WHAT THE EXERCISE ASKS:
Output every record word for word.

SOURCE RECORDS:
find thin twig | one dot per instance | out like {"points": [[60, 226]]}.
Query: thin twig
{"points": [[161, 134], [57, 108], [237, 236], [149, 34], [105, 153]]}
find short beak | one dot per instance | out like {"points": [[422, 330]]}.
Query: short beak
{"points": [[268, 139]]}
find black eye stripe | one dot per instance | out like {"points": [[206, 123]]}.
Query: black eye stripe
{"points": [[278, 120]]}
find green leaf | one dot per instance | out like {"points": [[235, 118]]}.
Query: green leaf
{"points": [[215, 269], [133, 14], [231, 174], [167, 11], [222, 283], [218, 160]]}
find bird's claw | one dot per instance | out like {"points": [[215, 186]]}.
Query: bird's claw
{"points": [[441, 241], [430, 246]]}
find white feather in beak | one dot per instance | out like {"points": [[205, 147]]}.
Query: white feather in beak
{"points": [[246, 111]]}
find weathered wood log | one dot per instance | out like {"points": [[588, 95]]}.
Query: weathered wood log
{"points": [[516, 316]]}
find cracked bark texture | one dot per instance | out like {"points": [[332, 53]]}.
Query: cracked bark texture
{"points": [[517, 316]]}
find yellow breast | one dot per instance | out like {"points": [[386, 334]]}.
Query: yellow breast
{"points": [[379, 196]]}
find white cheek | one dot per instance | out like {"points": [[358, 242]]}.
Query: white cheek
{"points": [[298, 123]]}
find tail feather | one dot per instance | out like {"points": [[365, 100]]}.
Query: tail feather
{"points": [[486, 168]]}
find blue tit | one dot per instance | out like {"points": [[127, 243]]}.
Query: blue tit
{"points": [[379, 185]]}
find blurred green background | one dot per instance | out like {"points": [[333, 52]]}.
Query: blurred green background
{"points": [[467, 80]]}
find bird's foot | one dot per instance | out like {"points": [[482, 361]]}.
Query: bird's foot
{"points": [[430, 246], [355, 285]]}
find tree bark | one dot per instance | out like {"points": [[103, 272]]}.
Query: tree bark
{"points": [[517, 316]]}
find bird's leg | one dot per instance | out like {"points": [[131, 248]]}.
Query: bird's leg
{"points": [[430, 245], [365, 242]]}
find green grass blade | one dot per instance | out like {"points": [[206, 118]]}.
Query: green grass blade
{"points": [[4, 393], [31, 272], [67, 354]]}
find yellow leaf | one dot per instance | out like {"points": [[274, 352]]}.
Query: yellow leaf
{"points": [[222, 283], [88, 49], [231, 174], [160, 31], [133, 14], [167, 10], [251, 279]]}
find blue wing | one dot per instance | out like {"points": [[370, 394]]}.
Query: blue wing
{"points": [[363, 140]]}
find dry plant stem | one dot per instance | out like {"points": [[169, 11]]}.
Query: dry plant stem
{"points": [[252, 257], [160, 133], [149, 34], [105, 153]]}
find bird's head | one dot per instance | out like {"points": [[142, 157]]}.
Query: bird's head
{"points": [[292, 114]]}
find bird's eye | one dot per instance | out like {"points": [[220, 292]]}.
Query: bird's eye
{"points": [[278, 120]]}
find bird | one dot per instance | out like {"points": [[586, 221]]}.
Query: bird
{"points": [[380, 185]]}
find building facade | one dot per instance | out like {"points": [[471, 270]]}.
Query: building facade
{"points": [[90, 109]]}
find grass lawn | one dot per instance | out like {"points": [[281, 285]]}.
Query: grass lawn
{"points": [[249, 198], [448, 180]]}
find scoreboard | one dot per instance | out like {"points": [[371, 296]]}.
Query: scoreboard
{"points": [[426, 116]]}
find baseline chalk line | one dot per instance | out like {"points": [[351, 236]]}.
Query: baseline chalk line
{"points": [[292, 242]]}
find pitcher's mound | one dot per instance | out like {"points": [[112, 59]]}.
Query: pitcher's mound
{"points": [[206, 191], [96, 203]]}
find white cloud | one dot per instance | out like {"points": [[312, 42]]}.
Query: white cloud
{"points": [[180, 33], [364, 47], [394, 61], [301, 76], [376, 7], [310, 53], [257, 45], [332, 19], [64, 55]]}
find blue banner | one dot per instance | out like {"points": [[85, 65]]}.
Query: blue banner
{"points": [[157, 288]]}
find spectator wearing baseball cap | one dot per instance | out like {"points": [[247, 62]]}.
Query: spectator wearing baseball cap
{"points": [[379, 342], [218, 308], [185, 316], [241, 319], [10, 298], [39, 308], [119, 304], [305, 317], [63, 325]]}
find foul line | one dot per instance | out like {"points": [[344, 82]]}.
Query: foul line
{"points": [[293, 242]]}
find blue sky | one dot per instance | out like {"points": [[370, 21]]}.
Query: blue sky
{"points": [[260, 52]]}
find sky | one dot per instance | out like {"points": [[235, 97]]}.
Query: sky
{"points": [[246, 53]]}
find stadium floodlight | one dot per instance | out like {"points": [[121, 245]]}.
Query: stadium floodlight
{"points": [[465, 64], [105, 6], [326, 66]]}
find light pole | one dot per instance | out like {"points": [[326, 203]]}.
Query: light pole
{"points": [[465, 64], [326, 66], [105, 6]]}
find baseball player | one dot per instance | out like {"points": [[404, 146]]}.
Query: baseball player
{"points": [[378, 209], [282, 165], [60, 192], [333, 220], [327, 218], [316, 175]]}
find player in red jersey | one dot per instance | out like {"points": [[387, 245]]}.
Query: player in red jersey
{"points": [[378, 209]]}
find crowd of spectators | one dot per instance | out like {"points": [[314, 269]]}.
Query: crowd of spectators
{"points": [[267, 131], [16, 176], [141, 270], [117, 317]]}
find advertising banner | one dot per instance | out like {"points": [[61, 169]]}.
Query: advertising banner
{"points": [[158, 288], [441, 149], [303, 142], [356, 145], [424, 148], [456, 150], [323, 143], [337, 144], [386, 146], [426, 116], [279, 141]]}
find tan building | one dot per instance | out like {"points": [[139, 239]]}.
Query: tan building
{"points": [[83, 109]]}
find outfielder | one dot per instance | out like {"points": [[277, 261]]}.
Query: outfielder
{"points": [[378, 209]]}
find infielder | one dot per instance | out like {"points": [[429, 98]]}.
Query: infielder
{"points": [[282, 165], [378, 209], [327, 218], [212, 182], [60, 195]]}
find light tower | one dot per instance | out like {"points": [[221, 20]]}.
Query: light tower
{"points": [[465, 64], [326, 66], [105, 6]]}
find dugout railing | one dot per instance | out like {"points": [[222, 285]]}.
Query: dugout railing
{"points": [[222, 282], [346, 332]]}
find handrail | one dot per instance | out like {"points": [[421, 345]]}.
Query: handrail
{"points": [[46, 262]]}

RESPONSE TO THIS EXERCISE:
find thin twig | one dot per instance | out like {"points": [[60, 226]]}.
Query: thin twig
{"points": [[161, 134], [57, 108], [237, 236], [149, 34], [105, 153]]}
find short beak | one dot per instance | out like {"points": [[422, 330]]}.
Query: short beak
{"points": [[268, 139]]}
find black eye stripe | one dot per instance | out like {"points": [[206, 123]]}.
Query: black eye stripe
{"points": [[278, 120]]}
find green leaf | one dot per instance | out like {"points": [[235, 118]]}.
Query: green leaf
{"points": [[215, 269], [133, 14], [231, 174], [167, 11], [222, 283], [218, 160]]}
find bird's claw | one dot per instance | out like {"points": [[215, 186]]}.
Query: bird's claw
{"points": [[441, 241], [430, 246]]}
find white feather in beak | one dot per instance | out like {"points": [[205, 147]]}.
Query: white feather in beak
{"points": [[246, 111]]}
find weathered wood log | one dot per instance | out like {"points": [[588, 95]]}.
Query: weathered wood log
{"points": [[516, 316]]}
find cracked bark texture | one dot per instance | out like {"points": [[332, 53]]}.
Query: cracked bark texture
{"points": [[517, 316]]}
find yellow breast | one dot per instance | out like {"points": [[386, 334]]}.
Query: yellow breast
{"points": [[379, 196]]}
find white cheek | one dot per instance | out like {"points": [[358, 242]]}.
Query: white cheek
{"points": [[298, 123]]}
find tail feather | one dot per instance | out like {"points": [[365, 100]]}.
Query: tail feather
{"points": [[486, 168]]}
find blue tit | one dot per instance | out like {"points": [[127, 243]]}.
Query: blue tit
{"points": [[379, 185]]}
find blurred green background | one dot per instance | out like {"points": [[333, 52]]}.
Query: blurred green background
{"points": [[467, 80]]}
find bird's foot | one dot per instance | out like {"points": [[482, 361]]}.
Query: bird's foot
{"points": [[430, 246], [355, 285]]}
find tree bark | one dot per instance | out like {"points": [[103, 272]]}.
Query: tree bark
{"points": [[517, 316]]}
find bird's leg | one dot per instance | out like {"points": [[131, 248]]}.
Query: bird's leg
{"points": [[430, 245], [365, 242]]}
find green grass blade | one dot per instance | out like {"points": [[206, 118]]}.
Query: green grass blade
{"points": [[4, 393], [31, 272], [67, 354]]}
find yellow leaf | one dot per instance | out like {"points": [[274, 352]]}.
Query: yellow leaf
{"points": [[222, 283], [88, 49], [231, 174], [160, 31], [133, 14], [167, 10], [251, 279]]}
find blue wing | one dot per instance | out like {"points": [[370, 394]]}.
Query: blue wing
{"points": [[363, 140]]}
find dry plant stem | one dot per instance | out like {"points": [[169, 11]]}.
Query: dry plant stem
{"points": [[252, 257], [160, 133], [149, 34], [105, 153]]}
find bird's head | one dot per instance | out like {"points": [[142, 157]]}.
Query: bird's head
{"points": [[292, 114]]}
find bird's eye | one dot per instance | out like {"points": [[220, 292]]}.
Query: bird's eye
{"points": [[278, 120]]}
find bird | one dot per instance | out like {"points": [[586, 221]]}.
Query: bird
{"points": [[380, 185]]}
find building facade | one dot per instance | out like {"points": [[471, 270]]}.
Query: building facade
{"points": [[90, 109]]}
find grass lawn | one dot per instance | out like {"points": [[281, 285]]}.
Query: grass lawn
{"points": [[249, 198], [448, 180]]}
find scoreboard | one dot per instance | out like {"points": [[371, 296]]}.
Query: scoreboard
{"points": [[426, 116]]}
find baseline chalk line | one dot per instance | out like {"points": [[351, 236]]}.
Query: baseline chalk line
{"points": [[292, 242]]}
find pitcher's mound | one dot per instance | out like {"points": [[112, 59]]}.
Query: pitcher's mound
{"points": [[206, 191], [96, 203]]}
find white cloud | one dot per instance | out like {"points": [[312, 42]]}.
Query: white cloud
{"points": [[180, 33], [364, 47], [394, 61], [301, 76], [376, 7], [310, 53], [257, 45], [332, 19], [64, 55]]}
find blue banner | one dot per instance | out like {"points": [[85, 65]]}.
Query: blue banner
{"points": [[157, 288]]}
find spectator wearing baseball cap | one dot per instance | out like {"points": [[247, 62]]}.
Query: spectator wearing baseball cap
{"points": [[379, 342], [218, 308], [185, 316], [241, 319], [10, 298], [39, 308], [119, 304], [305, 317], [63, 325]]}
find foul line | one dot per instance | out like {"points": [[344, 82]]}.
Query: foul line
{"points": [[293, 242]]}
find blue sky | one dot per instance | out like {"points": [[370, 21]]}.
Query: blue sky
{"points": [[260, 52]]}
find sky | one dot per instance | out like {"points": [[235, 97]]}.
Query: sky
{"points": [[246, 53]]}
find stadium floodlight | one dot per instance | out like {"points": [[121, 245]]}.
Query: stadium floodlight
{"points": [[465, 64], [105, 6], [326, 66]]}
find light pole | one dot per instance | out like {"points": [[326, 203]]}.
Query: light pole
{"points": [[465, 64], [326, 66], [105, 6]]}
find baseball player | one dot per instance | out like {"points": [[404, 146]]}.
Query: baseball player
{"points": [[378, 209], [282, 165], [60, 192], [333, 220], [327, 218], [316, 175]]}
find player in red jersey | one dot per instance | out like {"points": [[387, 245]]}.
Query: player in red jersey
{"points": [[378, 209]]}
find crowd of spectators | one dot per instance | out like {"points": [[314, 269]]}.
Query: crowd of spectators
{"points": [[267, 131], [16, 176], [141, 270], [117, 317]]}
find advertising banner | one dot per instance | out like {"points": [[61, 169]]}.
Query: advertising banner
{"points": [[158, 288], [441, 149], [303, 142], [356, 145], [424, 148], [456, 150], [323, 143], [337, 144], [386, 146], [426, 116], [279, 141]]}
find tan building | one dot per instance | out like {"points": [[139, 239]]}.
Query: tan building
{"points": [[83, 109]]}
find outfielder | one dot per instance | out like {"points": [[277, 261]]}.
Query: outfielder
{"points": [[378, 209]]}
find infielder | one dot per instance | out like {"points": [[429, 98]]}.
Query: infielder
{"points": [[282, 165], [378, 209], [327, 218], [212, 182], [60, 195]]}
find light tower | one dot per instance | out like {"points": [[221, 20]]}.
Query: light tower
{"points": [[465, 64], [326, 66], [105, 6]]}
find dugout railing | one dot per instance | out like {"points": [[222, 285]]}.
Query: dugout railing
{"points": [[222, 282], [346, 332]]}
find handrail | one dot per instance | out like {"points": [[421, 345]]}.
Query: handrail
{"points": [[46, 262]]}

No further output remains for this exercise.